Selected passage =>
We have a large area for growing veggies; six rectangles of about 2 x 4 metres. We like to grow a mixture of root and leaf crops, tomatoes and herbs. Growing our own is really satisfying and it tastes delicious too. Plus our nearest supermarket is an hour away so it’s nice and convenient.
Our sheep are largely responsible for the success of our veggies. Our veggie patch is covered in sheep dung and over the years this has hugely improved the condition of the soil and the worm-count.
Every spring we pile on the dung before sowing. It’s tough work, but it looks great once its done with a deep layer of mulch blanketing everything including the weeds. We pull out the perennials like docks and nettles but the annuals are left to be splatted into submission.
The worms look forward to the annual dung party too, they love nothing more than to get stuck into it, creating little tunnels, wriggling around and creating the perfect environment for crops to grow in.

Required tasks =>
1. Transcribe the passage about the vegetable garden from "The worms look" up to and including "to grow in.".
2. Answer these questions using the passage about the vegetable garden.
(a) How far away is the nearest supermarket?
(b) When is the dung piled onto the vegetable patch?
(c) Which perennial weeds are pulled out?

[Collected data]
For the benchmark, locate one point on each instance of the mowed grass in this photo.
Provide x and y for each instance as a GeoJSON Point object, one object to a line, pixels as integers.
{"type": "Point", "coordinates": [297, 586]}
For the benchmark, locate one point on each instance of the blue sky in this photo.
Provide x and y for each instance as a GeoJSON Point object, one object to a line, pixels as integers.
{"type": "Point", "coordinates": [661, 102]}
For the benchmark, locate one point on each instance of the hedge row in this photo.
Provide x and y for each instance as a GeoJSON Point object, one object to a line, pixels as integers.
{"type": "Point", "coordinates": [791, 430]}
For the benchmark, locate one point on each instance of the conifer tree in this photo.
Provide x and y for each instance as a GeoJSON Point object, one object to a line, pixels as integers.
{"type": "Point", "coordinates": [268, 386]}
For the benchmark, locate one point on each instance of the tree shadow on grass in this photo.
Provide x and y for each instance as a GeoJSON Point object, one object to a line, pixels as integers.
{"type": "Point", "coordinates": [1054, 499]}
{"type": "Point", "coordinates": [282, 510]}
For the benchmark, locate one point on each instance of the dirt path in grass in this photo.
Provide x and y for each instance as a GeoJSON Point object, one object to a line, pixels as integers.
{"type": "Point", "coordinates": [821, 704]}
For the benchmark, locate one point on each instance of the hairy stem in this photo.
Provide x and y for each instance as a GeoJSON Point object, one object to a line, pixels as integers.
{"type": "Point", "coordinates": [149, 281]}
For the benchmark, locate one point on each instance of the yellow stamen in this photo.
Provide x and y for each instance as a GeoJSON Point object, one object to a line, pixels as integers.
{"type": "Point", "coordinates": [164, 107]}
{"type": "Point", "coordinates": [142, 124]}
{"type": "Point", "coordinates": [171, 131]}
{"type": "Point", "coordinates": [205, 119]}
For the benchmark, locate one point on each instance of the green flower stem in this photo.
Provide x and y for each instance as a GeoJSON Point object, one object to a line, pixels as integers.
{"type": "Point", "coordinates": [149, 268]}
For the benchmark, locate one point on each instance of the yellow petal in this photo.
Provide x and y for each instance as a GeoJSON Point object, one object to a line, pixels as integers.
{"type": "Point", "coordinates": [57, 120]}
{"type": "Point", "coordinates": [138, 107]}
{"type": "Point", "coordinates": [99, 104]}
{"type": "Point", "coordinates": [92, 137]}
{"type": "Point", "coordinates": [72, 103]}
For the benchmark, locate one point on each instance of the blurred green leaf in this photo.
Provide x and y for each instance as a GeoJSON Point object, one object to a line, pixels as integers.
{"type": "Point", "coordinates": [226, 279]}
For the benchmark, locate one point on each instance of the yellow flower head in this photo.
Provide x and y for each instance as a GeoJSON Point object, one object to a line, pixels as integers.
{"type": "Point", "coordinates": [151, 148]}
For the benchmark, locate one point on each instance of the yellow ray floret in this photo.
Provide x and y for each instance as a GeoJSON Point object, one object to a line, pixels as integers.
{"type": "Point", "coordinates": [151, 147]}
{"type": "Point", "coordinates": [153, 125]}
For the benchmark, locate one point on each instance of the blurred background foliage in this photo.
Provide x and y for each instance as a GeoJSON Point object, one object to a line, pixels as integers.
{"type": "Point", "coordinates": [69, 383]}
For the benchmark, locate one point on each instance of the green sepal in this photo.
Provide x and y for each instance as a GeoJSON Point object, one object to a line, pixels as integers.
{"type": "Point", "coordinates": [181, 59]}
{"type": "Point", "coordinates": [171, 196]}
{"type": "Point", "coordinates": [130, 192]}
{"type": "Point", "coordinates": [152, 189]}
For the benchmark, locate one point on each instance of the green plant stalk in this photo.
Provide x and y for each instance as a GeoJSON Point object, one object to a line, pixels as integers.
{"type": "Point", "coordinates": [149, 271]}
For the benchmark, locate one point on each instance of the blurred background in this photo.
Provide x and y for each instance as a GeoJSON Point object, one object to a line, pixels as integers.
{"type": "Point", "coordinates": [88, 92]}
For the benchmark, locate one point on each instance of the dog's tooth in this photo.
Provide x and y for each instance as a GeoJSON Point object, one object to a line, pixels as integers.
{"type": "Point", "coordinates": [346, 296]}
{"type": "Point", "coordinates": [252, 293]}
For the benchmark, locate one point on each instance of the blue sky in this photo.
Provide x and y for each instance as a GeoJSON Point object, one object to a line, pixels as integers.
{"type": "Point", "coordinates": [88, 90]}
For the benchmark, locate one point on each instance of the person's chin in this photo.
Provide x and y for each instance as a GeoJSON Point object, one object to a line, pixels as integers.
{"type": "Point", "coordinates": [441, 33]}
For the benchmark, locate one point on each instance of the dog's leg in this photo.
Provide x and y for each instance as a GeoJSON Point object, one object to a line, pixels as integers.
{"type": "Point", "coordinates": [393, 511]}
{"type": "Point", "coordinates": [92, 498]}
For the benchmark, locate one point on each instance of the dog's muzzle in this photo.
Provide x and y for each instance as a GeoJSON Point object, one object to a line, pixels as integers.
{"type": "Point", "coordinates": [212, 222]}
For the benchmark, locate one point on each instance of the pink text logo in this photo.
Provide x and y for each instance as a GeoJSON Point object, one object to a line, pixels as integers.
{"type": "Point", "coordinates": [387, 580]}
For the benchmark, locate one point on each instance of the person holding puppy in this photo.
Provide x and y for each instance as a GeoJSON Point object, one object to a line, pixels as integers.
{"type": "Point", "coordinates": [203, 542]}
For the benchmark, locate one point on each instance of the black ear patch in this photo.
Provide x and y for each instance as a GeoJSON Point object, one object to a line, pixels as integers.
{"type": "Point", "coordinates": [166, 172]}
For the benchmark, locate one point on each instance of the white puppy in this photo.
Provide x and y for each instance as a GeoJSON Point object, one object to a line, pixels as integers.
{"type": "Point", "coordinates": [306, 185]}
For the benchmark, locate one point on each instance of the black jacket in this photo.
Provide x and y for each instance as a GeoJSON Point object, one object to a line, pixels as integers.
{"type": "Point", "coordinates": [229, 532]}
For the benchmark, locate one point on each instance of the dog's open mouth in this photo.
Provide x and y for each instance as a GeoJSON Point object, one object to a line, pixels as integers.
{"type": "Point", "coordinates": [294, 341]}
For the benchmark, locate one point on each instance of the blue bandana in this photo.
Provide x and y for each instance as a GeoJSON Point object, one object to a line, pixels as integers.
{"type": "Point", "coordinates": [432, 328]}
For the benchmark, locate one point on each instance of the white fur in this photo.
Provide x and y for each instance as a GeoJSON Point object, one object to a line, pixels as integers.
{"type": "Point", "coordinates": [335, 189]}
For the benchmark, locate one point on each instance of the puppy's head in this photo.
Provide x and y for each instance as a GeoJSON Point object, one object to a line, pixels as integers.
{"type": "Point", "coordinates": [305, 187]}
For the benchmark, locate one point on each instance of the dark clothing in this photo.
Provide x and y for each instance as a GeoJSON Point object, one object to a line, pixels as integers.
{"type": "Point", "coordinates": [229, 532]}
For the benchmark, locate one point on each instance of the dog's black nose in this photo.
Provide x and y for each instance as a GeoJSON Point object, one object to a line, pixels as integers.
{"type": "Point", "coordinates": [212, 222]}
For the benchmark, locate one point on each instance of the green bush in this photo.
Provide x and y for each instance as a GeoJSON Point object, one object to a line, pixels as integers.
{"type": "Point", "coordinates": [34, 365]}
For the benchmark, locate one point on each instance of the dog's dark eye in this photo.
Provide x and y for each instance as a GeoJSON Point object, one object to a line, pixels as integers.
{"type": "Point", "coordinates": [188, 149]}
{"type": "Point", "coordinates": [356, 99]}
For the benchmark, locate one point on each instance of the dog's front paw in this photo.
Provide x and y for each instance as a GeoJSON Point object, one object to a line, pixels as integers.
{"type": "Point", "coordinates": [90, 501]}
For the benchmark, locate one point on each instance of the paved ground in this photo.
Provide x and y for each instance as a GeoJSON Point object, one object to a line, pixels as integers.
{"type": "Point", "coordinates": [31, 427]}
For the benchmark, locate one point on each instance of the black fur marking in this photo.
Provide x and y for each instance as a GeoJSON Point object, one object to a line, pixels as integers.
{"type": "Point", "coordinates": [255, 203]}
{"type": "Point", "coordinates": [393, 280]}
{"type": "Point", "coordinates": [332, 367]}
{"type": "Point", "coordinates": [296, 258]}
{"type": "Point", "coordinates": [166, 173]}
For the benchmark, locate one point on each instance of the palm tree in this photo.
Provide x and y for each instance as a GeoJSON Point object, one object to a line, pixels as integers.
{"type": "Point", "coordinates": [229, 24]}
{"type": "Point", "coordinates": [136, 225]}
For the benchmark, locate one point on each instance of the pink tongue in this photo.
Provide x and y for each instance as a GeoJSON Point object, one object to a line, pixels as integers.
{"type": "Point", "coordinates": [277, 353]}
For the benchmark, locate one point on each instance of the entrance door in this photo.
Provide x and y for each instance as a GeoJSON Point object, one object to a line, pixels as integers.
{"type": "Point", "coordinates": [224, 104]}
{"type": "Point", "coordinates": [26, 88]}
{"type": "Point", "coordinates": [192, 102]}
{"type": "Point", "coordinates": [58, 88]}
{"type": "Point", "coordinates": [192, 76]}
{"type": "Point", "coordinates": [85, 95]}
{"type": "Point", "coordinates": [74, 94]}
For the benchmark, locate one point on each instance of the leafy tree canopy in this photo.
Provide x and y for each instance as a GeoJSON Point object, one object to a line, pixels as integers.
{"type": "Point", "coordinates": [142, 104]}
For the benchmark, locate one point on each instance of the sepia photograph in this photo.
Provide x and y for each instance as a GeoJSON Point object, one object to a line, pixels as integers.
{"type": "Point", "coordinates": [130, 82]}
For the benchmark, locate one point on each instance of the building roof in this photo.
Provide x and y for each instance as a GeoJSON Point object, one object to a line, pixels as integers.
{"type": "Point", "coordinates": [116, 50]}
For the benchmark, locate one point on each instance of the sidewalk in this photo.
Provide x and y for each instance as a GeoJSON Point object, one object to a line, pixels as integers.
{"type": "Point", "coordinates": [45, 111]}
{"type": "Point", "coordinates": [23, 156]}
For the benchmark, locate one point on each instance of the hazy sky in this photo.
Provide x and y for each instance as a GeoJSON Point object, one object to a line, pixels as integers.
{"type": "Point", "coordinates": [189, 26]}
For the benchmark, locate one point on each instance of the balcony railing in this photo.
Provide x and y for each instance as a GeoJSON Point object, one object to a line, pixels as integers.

Solutions in order =>
1.
The worms look forward to the annual dung party too, they love nothing more than to get stuck into it, creating little tunnels, wriggling around and creating the perfect environment for crops to grow in.

2.
(a) An hour away.
(b) Every spring, before sowing.
(c) Docks and nettles.